What you need to do: Each line of the data below holding the word "lake" must be copied.

===============

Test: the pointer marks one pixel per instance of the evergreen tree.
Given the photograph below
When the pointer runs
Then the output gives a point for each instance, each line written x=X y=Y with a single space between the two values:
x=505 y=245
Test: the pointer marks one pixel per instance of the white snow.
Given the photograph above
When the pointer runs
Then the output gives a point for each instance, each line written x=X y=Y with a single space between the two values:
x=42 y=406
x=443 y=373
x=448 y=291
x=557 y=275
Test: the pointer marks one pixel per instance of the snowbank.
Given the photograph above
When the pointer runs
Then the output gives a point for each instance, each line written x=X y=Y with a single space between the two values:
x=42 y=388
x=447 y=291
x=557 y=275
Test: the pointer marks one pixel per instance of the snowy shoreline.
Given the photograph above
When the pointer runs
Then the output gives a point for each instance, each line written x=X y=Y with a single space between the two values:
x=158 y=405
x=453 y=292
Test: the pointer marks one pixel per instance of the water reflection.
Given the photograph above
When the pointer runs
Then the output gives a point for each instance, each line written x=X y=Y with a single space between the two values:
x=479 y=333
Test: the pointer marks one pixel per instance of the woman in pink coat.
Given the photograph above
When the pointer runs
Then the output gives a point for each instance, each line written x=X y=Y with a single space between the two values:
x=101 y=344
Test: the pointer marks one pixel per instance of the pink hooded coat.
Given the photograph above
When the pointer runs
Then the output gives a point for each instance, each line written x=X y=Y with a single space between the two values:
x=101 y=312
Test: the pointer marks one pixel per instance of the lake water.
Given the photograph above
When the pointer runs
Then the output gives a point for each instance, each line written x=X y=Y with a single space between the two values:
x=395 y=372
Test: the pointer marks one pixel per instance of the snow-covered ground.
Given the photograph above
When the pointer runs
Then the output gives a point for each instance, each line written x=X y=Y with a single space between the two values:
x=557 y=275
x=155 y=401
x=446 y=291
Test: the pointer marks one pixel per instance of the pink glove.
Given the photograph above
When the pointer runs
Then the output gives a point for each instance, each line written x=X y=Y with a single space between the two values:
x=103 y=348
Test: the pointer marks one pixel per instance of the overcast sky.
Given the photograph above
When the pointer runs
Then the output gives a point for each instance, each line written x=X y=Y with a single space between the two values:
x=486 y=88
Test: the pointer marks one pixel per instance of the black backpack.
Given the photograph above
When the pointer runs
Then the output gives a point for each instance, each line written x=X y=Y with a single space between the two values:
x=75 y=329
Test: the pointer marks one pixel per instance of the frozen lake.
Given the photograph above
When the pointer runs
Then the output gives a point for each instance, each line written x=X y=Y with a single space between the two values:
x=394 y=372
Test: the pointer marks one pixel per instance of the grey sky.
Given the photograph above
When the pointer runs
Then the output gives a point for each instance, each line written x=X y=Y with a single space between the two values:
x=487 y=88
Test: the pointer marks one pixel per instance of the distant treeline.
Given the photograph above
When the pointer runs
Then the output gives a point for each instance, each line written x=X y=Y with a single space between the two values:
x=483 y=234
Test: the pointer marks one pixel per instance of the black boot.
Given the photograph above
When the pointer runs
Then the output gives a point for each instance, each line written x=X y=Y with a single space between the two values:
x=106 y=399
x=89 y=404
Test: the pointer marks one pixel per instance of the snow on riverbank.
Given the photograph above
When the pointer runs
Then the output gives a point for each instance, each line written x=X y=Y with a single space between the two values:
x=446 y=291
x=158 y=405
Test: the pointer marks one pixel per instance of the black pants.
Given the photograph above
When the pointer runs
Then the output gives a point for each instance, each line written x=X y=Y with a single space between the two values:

===============

Task result:
Test: the pointer marks one pixel per instance of the lake water.
Test: the pointer marks one pixel per instance of the frozen lake.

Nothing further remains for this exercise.